What is being asked: The result should consist solely of the line containing "base in the photo above." and the lines that follow it below, each reproduced exactly, the last line included.

Recorded data
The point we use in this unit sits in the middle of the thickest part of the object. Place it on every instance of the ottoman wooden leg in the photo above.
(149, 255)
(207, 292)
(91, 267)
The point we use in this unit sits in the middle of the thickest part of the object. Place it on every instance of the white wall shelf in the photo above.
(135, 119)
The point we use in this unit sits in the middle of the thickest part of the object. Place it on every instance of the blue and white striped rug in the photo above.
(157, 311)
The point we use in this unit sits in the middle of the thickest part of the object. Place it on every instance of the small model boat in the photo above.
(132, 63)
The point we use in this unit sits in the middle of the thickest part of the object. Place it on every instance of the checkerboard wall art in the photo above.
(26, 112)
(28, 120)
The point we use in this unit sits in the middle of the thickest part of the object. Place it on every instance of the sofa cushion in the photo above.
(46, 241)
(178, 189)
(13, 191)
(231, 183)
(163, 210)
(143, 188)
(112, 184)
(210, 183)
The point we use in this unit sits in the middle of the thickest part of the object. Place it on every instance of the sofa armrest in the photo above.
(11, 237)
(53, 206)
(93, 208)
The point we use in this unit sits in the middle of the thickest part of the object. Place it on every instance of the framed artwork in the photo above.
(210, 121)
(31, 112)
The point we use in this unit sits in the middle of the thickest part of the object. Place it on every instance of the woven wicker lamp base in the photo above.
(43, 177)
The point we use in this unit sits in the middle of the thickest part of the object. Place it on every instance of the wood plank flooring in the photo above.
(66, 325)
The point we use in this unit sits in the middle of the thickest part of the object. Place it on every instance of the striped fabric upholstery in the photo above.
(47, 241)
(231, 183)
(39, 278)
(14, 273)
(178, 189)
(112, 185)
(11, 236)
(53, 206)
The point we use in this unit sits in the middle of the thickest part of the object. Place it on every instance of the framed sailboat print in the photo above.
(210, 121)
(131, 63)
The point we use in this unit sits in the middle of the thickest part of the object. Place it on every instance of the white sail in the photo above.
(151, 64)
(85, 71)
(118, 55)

Response for this exercise:
The point we use in this unit sits in the middle of the thickest part of the object. Place it on every instance of the woven wicker lamp base in the photo above.
(43, 177)
The point we use in this unit sits in the middle of the thickest part of the object. Place it on every instance of the wood plank flooring in the photo above.
(66, 325)
The point we use in this unit sits in the middle of the thickest part of the object. Place it on every instance of the striped fabric upholstery in the photo above.
(47, 241)
(231, 183)
(39, 278)
(14, 273)
(178, 189)
(112, 185)
(11, 236)
(53, 206)
The point we use in this unit sits in the middle of the thickest part of the object. Place it on every instance of the framed sailboat print in the photo above.
(210, 121)
(131, 63)
The point we use in this unit sits in the middle of the thickest part of the object. Place it on every instance of the white sail in the photo above.
(151, 64)
(85, 71)
(118, 55)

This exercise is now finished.